— begin —
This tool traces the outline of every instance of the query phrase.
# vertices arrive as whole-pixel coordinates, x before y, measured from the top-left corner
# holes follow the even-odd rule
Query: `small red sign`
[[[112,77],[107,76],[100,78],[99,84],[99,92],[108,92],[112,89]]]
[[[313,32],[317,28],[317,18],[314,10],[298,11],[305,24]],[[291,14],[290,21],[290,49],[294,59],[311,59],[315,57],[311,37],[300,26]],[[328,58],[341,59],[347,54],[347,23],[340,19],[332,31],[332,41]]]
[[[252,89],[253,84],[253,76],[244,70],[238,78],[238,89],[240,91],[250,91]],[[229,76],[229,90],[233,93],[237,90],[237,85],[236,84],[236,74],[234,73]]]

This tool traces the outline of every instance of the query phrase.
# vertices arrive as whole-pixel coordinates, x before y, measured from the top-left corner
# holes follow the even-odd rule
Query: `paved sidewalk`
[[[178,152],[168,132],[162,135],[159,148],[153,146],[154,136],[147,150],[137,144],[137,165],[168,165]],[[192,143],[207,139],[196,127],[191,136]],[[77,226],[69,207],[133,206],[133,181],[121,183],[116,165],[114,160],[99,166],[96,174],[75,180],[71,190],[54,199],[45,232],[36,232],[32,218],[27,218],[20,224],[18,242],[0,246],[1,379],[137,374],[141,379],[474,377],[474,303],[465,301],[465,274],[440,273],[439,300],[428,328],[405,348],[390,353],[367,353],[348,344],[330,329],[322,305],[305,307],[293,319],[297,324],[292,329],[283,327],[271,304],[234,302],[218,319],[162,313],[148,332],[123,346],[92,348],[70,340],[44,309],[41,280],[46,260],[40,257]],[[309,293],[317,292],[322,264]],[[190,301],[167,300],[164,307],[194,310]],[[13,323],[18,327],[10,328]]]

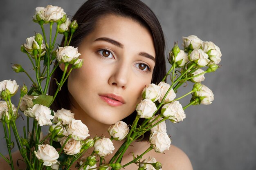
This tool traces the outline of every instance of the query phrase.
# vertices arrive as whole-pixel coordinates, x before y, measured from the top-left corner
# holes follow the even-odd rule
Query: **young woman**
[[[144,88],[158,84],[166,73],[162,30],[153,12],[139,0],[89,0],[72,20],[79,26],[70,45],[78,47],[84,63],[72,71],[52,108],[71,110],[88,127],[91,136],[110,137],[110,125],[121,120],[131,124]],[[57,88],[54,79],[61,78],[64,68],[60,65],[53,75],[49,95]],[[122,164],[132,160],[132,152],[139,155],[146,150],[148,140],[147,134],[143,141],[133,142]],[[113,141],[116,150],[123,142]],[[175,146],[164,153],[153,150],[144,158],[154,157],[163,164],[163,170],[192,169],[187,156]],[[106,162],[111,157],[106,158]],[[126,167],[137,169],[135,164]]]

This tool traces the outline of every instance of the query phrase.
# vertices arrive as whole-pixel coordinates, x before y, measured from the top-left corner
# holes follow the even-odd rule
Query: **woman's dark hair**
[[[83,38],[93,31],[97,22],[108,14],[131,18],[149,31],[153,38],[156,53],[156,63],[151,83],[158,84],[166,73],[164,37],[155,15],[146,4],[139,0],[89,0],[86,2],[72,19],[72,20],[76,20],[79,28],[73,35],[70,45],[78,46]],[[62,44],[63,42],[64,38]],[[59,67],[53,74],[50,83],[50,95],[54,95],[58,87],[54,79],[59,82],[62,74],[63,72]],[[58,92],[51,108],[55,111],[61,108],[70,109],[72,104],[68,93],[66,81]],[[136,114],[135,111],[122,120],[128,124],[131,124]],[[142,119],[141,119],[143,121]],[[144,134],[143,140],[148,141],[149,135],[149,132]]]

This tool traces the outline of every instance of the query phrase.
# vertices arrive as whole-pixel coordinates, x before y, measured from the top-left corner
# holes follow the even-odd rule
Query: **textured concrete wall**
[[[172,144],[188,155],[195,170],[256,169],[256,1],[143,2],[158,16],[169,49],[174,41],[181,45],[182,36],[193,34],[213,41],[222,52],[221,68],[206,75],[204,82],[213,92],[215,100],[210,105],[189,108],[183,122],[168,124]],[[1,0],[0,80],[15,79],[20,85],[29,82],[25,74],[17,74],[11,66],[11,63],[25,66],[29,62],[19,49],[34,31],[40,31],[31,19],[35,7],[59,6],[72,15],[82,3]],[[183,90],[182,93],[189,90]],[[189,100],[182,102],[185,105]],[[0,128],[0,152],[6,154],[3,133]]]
— end —
— begin —
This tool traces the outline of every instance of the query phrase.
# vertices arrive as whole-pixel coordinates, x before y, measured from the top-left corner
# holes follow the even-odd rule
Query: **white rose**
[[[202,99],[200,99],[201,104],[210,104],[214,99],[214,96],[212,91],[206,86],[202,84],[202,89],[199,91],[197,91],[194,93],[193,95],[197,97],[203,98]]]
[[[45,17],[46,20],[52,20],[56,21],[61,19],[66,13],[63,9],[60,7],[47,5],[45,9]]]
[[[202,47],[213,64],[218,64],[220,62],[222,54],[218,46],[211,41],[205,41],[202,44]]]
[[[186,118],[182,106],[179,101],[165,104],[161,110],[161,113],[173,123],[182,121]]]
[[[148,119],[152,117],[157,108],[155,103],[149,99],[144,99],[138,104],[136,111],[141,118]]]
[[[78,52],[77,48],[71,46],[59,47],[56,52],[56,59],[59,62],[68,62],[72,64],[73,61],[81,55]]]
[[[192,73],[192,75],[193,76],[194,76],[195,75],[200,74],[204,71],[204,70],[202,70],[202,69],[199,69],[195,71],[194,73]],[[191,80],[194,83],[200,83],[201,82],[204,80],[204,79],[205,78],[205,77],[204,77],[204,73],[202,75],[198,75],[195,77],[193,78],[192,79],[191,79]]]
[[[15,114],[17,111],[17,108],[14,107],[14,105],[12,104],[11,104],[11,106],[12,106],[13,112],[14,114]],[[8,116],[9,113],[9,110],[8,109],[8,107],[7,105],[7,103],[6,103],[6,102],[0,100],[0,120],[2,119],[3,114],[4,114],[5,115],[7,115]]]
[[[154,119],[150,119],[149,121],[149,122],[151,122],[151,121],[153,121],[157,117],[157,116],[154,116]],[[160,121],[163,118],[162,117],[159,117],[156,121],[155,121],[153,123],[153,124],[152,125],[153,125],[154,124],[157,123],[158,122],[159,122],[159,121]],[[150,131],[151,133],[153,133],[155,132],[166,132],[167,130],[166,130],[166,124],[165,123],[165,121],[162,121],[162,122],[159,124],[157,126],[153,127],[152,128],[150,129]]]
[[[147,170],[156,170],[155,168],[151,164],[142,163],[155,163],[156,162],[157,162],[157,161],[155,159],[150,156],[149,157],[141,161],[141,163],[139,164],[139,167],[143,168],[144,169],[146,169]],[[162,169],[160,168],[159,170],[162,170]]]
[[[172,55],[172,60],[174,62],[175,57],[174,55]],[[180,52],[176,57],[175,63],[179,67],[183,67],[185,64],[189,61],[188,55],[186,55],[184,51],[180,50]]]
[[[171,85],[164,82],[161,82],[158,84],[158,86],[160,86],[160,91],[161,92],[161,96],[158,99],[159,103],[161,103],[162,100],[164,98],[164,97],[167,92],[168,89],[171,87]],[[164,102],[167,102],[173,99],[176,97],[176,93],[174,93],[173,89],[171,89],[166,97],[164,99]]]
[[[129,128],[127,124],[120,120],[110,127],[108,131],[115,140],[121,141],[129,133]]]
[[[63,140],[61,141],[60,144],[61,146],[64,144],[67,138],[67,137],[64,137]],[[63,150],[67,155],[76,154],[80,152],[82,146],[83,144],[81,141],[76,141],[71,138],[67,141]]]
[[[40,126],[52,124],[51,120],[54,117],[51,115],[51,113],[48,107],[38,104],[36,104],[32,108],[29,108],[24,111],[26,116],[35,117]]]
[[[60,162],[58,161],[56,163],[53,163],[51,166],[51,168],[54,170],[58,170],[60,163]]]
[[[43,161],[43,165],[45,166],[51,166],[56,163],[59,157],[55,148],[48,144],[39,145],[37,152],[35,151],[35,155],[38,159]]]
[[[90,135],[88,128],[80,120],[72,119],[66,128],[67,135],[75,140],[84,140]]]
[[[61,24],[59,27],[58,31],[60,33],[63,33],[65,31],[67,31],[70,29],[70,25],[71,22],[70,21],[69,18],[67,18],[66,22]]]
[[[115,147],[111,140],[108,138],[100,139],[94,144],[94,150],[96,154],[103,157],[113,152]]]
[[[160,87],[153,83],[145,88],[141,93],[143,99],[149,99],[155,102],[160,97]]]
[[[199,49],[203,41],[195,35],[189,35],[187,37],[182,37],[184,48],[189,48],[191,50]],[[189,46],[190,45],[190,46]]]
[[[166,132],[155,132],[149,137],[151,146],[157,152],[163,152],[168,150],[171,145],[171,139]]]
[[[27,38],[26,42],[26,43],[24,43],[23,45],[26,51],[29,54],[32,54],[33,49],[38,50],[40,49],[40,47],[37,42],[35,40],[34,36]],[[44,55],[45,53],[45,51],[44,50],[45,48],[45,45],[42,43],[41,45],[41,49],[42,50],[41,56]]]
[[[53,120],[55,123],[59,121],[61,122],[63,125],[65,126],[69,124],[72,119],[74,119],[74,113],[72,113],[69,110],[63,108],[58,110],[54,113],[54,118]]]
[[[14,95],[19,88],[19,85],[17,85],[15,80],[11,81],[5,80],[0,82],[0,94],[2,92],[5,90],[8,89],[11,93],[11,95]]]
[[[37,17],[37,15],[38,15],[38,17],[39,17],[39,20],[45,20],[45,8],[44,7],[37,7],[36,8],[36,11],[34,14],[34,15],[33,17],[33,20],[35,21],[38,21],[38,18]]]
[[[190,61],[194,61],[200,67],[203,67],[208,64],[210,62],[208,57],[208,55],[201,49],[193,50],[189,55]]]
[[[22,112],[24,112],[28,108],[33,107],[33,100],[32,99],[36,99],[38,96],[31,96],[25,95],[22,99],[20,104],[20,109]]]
— end —
— begin —
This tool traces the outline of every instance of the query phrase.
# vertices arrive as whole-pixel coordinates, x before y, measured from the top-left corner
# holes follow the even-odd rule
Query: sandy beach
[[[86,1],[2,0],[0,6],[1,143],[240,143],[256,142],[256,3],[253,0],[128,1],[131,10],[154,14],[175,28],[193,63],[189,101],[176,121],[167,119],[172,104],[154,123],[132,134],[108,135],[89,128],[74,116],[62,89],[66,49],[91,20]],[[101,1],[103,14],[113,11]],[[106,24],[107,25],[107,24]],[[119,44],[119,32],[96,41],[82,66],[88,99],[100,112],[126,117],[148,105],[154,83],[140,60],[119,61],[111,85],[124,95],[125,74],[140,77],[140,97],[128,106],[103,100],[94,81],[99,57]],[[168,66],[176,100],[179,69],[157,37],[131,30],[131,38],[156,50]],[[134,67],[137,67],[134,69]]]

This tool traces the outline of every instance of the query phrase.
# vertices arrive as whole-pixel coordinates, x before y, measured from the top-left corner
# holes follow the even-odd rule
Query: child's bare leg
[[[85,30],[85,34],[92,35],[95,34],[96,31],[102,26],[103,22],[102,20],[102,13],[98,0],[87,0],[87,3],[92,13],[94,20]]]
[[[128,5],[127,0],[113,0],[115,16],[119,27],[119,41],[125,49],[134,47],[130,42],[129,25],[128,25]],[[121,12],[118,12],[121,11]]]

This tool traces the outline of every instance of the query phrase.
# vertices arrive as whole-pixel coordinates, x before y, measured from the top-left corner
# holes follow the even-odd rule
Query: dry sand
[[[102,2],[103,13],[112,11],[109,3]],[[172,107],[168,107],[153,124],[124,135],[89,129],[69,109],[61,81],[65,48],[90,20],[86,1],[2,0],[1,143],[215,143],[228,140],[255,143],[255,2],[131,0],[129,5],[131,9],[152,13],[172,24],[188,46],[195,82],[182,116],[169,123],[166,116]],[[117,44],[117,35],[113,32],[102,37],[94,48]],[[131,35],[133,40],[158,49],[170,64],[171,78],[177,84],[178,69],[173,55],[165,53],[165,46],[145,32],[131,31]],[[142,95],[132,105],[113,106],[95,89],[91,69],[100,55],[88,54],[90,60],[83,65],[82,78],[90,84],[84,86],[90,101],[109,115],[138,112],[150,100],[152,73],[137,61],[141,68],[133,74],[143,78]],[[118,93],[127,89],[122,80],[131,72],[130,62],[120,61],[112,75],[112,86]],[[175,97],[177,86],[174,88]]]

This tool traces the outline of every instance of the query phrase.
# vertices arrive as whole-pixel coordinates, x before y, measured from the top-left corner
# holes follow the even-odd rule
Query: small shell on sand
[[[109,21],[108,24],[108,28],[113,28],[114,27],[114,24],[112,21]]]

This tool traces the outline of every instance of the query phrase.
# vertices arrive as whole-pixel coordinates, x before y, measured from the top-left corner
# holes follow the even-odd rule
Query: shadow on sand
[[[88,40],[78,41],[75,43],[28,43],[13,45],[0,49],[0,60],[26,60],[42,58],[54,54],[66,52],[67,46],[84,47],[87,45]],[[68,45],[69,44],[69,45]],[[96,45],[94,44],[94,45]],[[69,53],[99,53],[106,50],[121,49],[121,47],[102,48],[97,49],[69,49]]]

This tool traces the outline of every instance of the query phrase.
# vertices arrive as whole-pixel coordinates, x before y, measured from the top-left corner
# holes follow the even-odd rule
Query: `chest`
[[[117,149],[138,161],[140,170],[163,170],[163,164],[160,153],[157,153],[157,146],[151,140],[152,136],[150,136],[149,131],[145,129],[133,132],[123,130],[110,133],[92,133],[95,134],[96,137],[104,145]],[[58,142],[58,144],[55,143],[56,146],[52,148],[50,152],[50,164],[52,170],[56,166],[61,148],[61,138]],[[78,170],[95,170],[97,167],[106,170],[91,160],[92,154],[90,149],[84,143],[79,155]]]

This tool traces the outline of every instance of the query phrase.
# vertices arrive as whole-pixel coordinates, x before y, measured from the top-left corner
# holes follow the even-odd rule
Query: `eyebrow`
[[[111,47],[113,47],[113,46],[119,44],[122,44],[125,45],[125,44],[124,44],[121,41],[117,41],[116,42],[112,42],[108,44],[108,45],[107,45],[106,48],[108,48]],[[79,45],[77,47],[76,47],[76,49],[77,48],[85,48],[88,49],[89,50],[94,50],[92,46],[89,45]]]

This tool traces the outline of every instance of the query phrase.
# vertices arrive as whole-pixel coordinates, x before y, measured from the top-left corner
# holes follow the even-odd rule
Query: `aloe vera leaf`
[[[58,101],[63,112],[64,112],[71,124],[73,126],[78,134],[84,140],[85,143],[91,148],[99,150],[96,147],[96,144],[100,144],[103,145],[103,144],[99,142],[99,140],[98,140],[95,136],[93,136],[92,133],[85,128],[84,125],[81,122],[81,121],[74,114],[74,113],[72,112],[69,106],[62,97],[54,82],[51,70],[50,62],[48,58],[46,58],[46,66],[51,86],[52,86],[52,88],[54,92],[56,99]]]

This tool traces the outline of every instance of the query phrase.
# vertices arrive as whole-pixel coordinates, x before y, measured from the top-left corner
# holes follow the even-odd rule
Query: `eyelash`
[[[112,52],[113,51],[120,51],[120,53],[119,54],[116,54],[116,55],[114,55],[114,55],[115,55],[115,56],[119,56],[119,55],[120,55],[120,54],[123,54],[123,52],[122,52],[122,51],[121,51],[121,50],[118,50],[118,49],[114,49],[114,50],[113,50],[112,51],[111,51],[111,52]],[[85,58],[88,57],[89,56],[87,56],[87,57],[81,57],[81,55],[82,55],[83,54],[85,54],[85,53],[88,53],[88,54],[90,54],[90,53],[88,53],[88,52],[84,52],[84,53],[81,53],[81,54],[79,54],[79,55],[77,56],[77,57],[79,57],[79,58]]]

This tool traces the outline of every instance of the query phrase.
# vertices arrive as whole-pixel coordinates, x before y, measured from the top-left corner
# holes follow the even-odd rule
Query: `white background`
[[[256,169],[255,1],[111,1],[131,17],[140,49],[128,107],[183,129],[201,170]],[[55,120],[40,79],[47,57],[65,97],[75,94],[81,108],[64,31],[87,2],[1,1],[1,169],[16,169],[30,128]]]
— end —
▶ What is expected
Find every line in the records above that contains the word "small" and copy each of those lines.

▶ Answer to the exercise
Query: `small red sign`
Query: small shell on sand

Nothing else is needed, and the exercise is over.